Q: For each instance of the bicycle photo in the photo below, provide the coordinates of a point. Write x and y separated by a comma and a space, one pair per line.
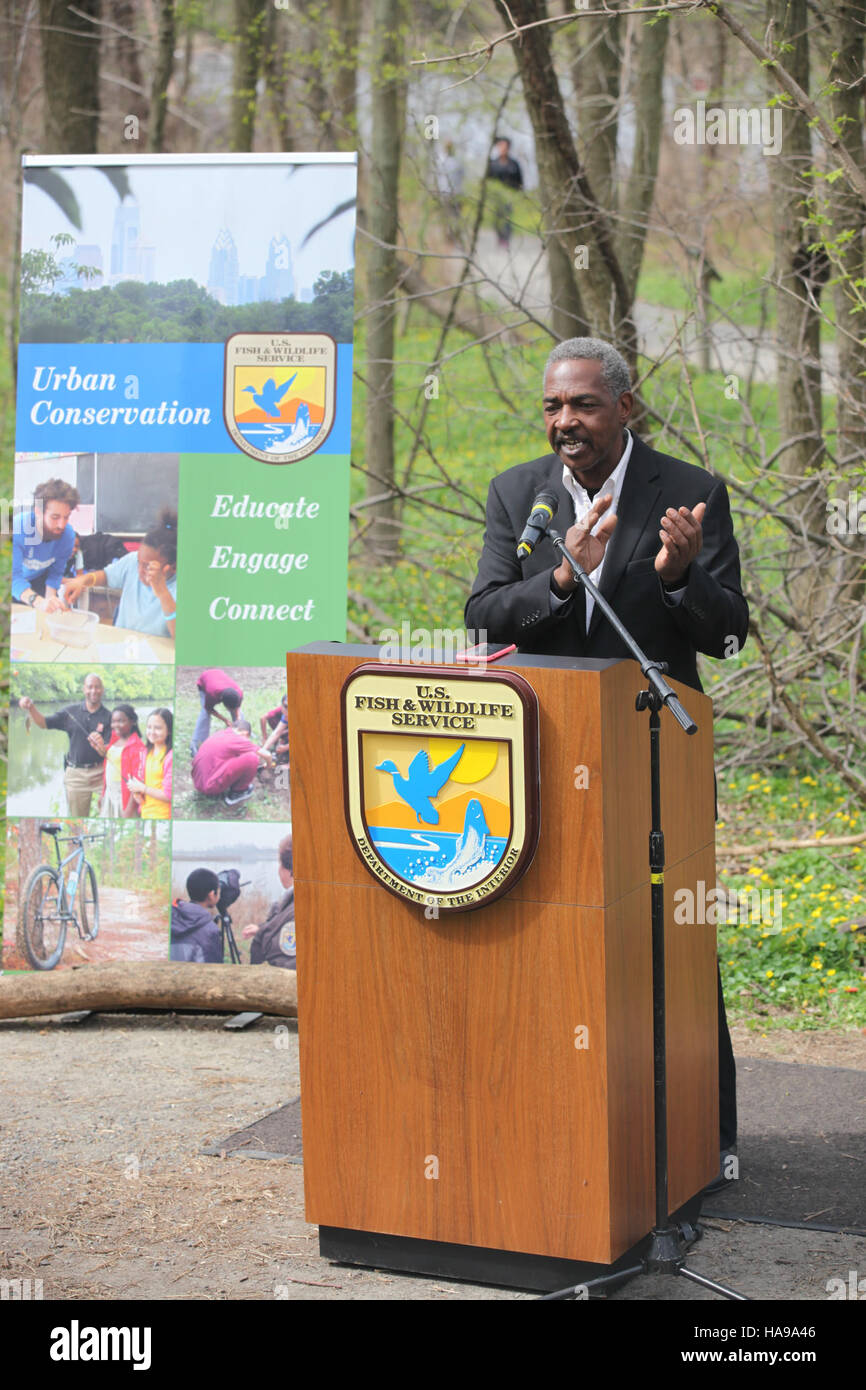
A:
47, 902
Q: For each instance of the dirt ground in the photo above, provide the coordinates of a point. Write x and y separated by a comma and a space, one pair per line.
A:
104, 1193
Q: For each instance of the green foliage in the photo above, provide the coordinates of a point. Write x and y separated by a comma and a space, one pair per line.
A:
263, 688
64, 681
808, 969
180, 312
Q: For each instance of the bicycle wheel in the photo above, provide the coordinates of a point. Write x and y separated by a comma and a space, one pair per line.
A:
88, 897
42, 930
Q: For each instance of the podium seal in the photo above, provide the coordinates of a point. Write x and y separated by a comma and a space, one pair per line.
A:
441, 780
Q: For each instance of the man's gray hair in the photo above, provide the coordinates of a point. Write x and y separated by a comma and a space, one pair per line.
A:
615, 369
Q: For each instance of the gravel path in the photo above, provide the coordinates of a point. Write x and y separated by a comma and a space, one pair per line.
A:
104, 1191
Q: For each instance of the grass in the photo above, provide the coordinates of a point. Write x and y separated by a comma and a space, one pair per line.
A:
805, 966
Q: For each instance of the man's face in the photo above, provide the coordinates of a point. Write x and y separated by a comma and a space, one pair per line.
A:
54, 516
93, 691
583, 420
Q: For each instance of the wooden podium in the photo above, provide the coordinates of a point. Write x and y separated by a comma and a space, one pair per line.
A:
477, 1090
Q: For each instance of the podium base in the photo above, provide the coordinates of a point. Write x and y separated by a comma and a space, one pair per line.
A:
474, 1264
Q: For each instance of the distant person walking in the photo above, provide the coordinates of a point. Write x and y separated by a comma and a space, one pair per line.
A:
152, 784
227, 763
273, 940
449, 186
146, 578
505, 170
123, 755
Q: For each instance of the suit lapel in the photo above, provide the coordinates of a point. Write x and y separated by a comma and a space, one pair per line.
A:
638, 499
563, 521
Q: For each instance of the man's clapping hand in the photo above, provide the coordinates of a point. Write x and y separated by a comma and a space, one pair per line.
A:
681, 538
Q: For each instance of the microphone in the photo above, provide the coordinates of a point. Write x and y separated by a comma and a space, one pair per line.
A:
537, 524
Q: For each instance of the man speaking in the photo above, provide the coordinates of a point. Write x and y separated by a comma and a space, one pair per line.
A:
654, 534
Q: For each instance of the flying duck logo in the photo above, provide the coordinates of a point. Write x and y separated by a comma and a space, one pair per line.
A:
280, 394
441, 781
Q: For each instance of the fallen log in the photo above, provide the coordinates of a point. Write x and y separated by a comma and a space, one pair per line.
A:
145, 984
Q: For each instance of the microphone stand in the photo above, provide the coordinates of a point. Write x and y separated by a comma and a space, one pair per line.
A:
665, 1254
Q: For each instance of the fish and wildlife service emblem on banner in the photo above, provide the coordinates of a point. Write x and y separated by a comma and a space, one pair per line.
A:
441, 781
280, 394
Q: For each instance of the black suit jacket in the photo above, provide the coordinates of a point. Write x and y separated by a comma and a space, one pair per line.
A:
512, 601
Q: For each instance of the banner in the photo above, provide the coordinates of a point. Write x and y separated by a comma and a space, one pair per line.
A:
181, 520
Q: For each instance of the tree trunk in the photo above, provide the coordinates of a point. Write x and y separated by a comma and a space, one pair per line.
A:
31, 851
567, 317
143, 984
250, 18
124, 49
640, 189
70, 67
382, 267
161, 75
573, 213
848, 216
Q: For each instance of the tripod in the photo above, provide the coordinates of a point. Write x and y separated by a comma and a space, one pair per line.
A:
666, 1251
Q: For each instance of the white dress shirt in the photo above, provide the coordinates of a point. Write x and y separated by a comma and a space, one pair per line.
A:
583, 502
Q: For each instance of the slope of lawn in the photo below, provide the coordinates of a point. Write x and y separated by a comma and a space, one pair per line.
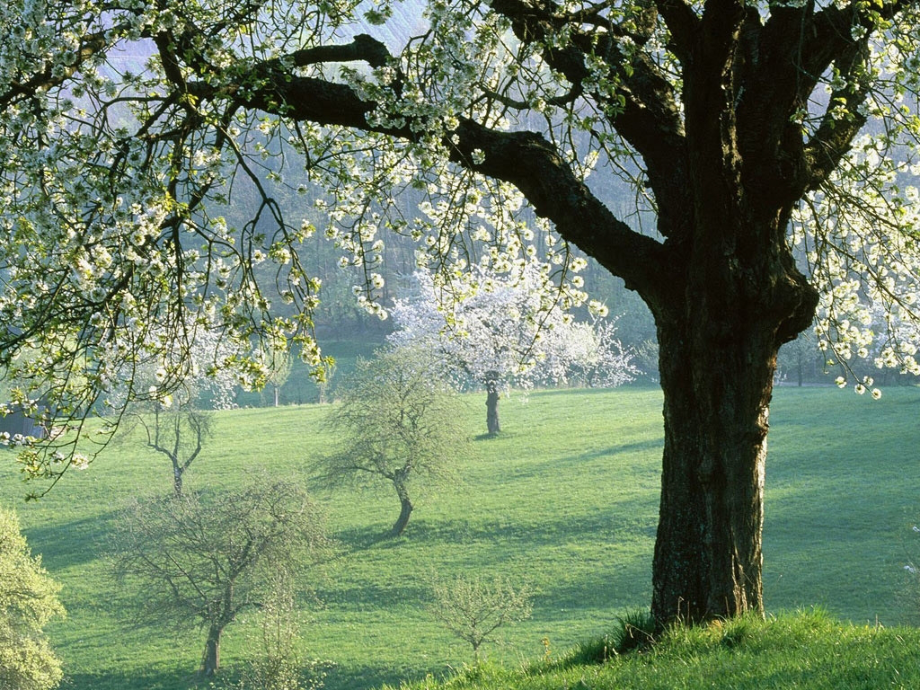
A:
805, 650
564, 500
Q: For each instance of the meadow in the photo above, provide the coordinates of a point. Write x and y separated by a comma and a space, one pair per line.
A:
565, 499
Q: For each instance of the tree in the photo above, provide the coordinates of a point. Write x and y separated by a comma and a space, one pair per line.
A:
203, 559
177, 425
741, 128
179, 434
399, 422
28, 600
500, 330
473, 608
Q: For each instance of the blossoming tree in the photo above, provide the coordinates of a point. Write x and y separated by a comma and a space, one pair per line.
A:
744, 126
503, 329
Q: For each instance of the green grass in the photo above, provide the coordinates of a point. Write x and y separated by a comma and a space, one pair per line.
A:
565, 500
804, 650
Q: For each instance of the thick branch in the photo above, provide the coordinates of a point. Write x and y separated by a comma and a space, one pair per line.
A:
525, 159
682, 23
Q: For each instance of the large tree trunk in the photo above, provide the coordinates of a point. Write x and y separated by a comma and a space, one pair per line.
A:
719, 335
708, 560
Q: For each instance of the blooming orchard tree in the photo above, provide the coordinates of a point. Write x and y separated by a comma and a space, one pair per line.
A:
504, 329
744, 127
199, 559
28, 600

- _What to do_
Return every line of the data above exactly, and omit all pictures.

- _Expected output_
Q: For each instance of the bicycle photo in the photo below, provide the coordinates of a point. Write x and y separated by a comma and a space, one pair per line.
A:
47, 902
Q: For each instance of the dirt ground in the photo above, provide the coordinates of a point. Write x and y separated by a comma and a space, one pair per line.
A:
104, 1193
Q: For each instance of the green foliage in the photo above, provide the coordinates of a point. Write x and y separated by a comma and a space, one pair per line.
A:
263, 688
64, 681
808, 969
180, 312
Q: For each instance of the bicycle wheel in the photo above, provide the coordinates of a point. Write x and y separated by a comma and a space, one pair per line.
A:
88, 897
42, 930
Q: For each instance of the podium seal in the photo above, provide the coordinates of a point. Write x and y separated by a comma and a space, one pair per line.
A:
441, 780
Q: For each instance of the man's gray hair in the photo above, provide the coordinates of a point. Write x and y separated by a comma and a space, one pair per line.
A:
615, 369
Q: For each instance of the gravel path in the photo above, provide the coordinates of a point. Write x and y separated by a comma and a space, one pair per line.
A:
104, 1191
Q: For each instance of the grass in the photo above, provide the coordinates of a point. Write x and y separated by a comma and a space, one pair per line.
A:
805, 966
Q: For each instance of the man's face in the photo above, provide the coordinates of a point. Write x and y separated by a comma and a space, one pair per line.
A:
54, 516
93, 691
583, 420
Q: For each instance of the wooden podium in the photo above, provide the coordinates of a point. Write x and y separated by a comma and a space, one pair per line.
A:
477, 1090
Q: For each instance of the podium base in the photo above, provide the coordinates of a point. Write x and y separated by a comma and a space, one pair per line.
A:
474, 1264
Q: For each instance of the distant person walking in the photo above, provide the coordinates of a point. Write x and y separated by a comma and a space, one pair per line.
A:
152, 784
227, 763
273, 940
449, 186
146, 578
505, 170
123, 755
Q: For each instance of the suit lapel in the photo above, provide the coordinates of a point. Write x and y separated by a comma and a space, one pair per line.
A:
638, 499
563, 521
Q: For each instance of the man's clapping hand in the photo above, provide the coordinates of a point. Write x and y separated by a comma and a space, one pair per line.
A:
681, 538
Q: For each instance of the microphone in the photo above, provide the coordinates of a point. Write x and y separated by a comma and a space, one pair per line.
A:
537, 524
Q: For each instance of the man speaking in the photo above, provide the coordinates of a point. Write x and y separated by a comma and a space, one pair per line.
A:
654, 534
Q: For each instance of the flying duck logo in the photo above, provide the coordinates of a point. Write x and y separated by a comma and a space, one pair per line.
A:
280, 394
441, 781
Q: For each instance of the fallen log in the photo above, provide the coordinates of a point. Write x and y separated by a comma and a space, one pair per line.
A:
145, 984
Q: For each instance of the microphone stand in the photo above, provide the coordinates of a point. Write x and y separated by a comma and a space, one pair per line.
A:
665, 1254
Q: For each instance of the fish and wildlife service emblem on banner in the photo above, provide the coordinates of a point. Write x and y separated by a comma and a space, one pair per line.
A:
441, 781
280, 394
Q: For each instance of the black suit jacket in the photo above, provide the coordinates of a point. Write x and y separated by a comma and a space, one pair per line.
A:
512, 601
Q: For each instance of the banner in the photo above, provide the coordinates of a point. Write x and y separated by a comma and a space, one pair per line.
A:
181, 520
Q: For each instance of the tree trunk in the photo above, provide the coordinates of a point. Write x and y separated by a comma and a space, one pair per line.
A:
31, 851
567, 317
143, 984
250, 18
124, 49
640, 189
70, 67
382, 267
161, 75
573, 213
848, 216
Q: For each instance of the tripod in the photo above, provide the coordinates of a point. Write x and y separated by a comma and a space, one pair per line.
A:
666, 1251
Q: For each instance of the white dress shirt in the photo above, provide the coordinates of a point. Write x and y separated by a comma and a space, one pair per line.
A:
583, 502
Q: For each instance of the slope of lawn in the photo below, provide the coordinates of a point. Write x and y separated by a comma and a space, one pair per line.
A:
805, 650
564, 500
Q: For each instance of the meadow in the photo above, provide the coordinates of a point. Write x and y separated by a comma and a space, one pair per line.
A:
565, 499
Q: For each instance of the tree in the photo above, provide the coordinates of a point. Write x and y separated by a comma and a space, one pair per line.
A:
203, 559
177, 425
741, 128
179, 434
399, 422
28, 600
500, 330
473, 608
Q: For each instance of the blossoming tree in the photo above, provide the coordinates of a point. Write x and y separated by a comma and a space, one pair per line.
A:
744, 126
503, 329
Q: For each instance of the green grass in the photo above, provide the coordinates of a point. Write x and y separated by a comma and a space, one pair per line.
A:
565, 500
804, 650
Q: For each instance of the thick branch in the photo above, provide the coordinates of a point. Write x and y separated by a comma and a space, one pair per line.
A:
525, 159
682, 23
Q: For each instance of the large tree trunk in the photo above, provide the coordinates of a point. Write x and y separated by a comma and a space, one pair per line.
A:
719, 335
708, 560
Q: For each instance of the blooming orchard tree in the photo above, provide the coordinates of a point. Write x and y separated by a comma and a space, one pair per line.
A:
504, 329
744, 127
199, 559
28, 600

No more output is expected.